-- START OF MATERIAL FOR THIS TASK --

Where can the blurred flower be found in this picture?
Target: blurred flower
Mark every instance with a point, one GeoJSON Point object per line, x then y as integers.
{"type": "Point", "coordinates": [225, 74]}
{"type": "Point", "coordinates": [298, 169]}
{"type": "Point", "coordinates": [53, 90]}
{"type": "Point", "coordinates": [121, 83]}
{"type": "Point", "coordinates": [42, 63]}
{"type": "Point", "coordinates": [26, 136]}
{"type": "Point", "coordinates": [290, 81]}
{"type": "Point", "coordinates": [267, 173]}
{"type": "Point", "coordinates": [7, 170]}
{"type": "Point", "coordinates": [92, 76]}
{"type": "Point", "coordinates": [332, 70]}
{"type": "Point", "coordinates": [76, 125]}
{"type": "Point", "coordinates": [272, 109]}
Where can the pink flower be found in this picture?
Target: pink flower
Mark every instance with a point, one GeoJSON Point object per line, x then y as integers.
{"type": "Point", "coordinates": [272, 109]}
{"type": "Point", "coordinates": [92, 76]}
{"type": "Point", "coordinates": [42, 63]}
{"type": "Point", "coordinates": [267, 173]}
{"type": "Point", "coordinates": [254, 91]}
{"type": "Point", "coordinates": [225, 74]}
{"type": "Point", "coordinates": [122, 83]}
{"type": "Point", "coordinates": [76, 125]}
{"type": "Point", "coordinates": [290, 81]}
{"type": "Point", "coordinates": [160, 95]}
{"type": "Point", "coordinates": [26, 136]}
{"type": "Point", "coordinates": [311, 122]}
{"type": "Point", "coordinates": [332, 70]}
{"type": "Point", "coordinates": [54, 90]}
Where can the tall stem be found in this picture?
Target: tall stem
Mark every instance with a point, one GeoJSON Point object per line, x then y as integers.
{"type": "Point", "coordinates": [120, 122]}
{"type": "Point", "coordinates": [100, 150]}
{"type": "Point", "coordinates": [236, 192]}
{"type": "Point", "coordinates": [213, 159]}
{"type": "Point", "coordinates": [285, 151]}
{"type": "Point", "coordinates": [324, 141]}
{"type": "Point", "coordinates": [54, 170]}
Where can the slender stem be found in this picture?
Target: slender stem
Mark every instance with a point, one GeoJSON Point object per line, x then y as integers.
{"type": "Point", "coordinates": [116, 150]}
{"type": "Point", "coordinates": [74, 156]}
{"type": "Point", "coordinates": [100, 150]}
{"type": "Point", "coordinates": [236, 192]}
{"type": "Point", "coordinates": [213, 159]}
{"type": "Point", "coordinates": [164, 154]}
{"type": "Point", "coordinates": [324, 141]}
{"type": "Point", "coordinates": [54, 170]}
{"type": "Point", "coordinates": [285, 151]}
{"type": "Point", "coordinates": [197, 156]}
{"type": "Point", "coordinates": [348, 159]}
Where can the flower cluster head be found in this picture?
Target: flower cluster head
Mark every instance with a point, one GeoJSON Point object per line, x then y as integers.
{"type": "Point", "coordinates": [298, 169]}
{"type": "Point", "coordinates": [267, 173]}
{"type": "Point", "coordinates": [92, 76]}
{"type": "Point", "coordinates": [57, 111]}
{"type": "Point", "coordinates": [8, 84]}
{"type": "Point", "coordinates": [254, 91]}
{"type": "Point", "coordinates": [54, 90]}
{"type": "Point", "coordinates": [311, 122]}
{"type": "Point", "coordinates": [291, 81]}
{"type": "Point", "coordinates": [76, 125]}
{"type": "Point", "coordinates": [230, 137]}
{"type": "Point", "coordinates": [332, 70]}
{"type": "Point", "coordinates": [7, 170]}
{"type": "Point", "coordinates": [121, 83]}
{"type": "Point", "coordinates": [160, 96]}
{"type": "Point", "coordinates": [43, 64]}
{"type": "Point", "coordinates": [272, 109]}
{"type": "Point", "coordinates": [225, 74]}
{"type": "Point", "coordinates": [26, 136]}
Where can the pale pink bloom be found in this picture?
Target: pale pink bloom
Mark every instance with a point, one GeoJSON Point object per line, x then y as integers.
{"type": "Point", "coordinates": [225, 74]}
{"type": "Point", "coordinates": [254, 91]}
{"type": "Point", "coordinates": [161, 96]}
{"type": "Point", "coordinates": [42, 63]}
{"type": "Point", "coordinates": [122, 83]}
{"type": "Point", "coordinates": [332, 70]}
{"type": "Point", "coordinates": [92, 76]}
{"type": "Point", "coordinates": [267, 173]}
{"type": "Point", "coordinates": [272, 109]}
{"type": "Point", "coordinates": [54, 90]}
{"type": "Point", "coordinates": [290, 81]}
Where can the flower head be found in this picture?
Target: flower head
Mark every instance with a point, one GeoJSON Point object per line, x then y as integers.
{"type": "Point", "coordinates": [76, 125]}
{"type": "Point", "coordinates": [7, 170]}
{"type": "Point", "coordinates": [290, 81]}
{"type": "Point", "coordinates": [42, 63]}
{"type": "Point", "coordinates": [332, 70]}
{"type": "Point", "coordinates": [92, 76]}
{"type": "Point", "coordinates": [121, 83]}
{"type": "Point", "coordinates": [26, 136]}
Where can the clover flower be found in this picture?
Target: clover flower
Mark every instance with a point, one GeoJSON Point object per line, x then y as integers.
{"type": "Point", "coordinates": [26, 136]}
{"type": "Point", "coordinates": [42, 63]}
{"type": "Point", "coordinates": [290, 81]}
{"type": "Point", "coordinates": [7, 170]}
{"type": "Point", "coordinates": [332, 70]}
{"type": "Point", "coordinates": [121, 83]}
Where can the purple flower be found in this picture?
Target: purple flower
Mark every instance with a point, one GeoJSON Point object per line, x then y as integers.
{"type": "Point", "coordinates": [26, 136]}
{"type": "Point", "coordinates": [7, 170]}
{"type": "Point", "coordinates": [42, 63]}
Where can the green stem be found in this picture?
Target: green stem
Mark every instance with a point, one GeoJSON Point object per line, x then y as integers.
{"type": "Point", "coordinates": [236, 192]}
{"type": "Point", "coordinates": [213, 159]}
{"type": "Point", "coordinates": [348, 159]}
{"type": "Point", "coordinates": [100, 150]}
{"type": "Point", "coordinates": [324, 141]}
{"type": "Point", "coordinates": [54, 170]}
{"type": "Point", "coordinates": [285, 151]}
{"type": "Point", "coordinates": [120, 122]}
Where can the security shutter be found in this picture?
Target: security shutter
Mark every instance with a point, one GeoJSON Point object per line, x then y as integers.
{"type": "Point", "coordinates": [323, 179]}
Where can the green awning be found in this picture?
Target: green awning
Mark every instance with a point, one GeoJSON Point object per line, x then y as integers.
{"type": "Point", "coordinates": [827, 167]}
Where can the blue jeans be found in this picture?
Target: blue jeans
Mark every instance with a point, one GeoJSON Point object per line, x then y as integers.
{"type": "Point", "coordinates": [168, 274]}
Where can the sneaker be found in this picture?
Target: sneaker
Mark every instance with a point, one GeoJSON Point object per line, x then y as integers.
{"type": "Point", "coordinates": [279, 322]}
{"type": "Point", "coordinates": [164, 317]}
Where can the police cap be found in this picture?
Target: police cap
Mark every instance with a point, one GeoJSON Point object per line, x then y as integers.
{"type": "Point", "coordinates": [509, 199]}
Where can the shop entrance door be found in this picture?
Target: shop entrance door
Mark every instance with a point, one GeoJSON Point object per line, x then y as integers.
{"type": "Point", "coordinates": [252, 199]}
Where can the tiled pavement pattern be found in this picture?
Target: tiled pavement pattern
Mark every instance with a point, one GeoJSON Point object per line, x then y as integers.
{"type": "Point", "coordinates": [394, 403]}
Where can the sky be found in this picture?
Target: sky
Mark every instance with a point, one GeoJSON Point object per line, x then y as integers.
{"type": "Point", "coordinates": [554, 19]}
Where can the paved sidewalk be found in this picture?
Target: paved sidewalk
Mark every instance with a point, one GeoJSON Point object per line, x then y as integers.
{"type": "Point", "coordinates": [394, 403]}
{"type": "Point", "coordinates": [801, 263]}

-- END OF MATERIAL FOR THIS TASK --

* **WHAT YOU HAVE TO DO**
Write out once more the lines above beginning at the line with "Where can the police"; continue through the final line and stop there.

* **ANSWER FOR THE TASK**
Where can the police cap be found in this picture?
Target: police cap
Mark every instance with a point, one GeoJSON Point object per line, x then y as integers.
{"type": "Point", "coordinates": [509, 199]}
Where can the shop entrance door be found in this picture?
Target: shop entrance door
Mark every instance with a point, one GeoJSON Point object per line, x then y as integers.
{"type": "Point", "coordinates": [252, 199]}
Where can the tiled pavement pattern be found in this picture?
Target: tiled pavement pattern
Mark every instance with a point, one GeoJSON Point object per line, x then y as integers.
{"type": "Point", "coordinates": [394, 403]}
Where can the sky be found in this picture?
Target: sky
Mark every instance with a point, one GeoJSON Point object per line, x then y as integers.
{"type": "Point", "coordinates": [554, 19]}
Where can the paved sidewalk be found in this picture?
Target: paved sidewalk
Mark every instance with a point, one GeoJSON Point object per line, x then y as integers.
{"type": "Point", "coordinates": [394, 403]}
{"type": "Point", "coordinates": [801, 263]}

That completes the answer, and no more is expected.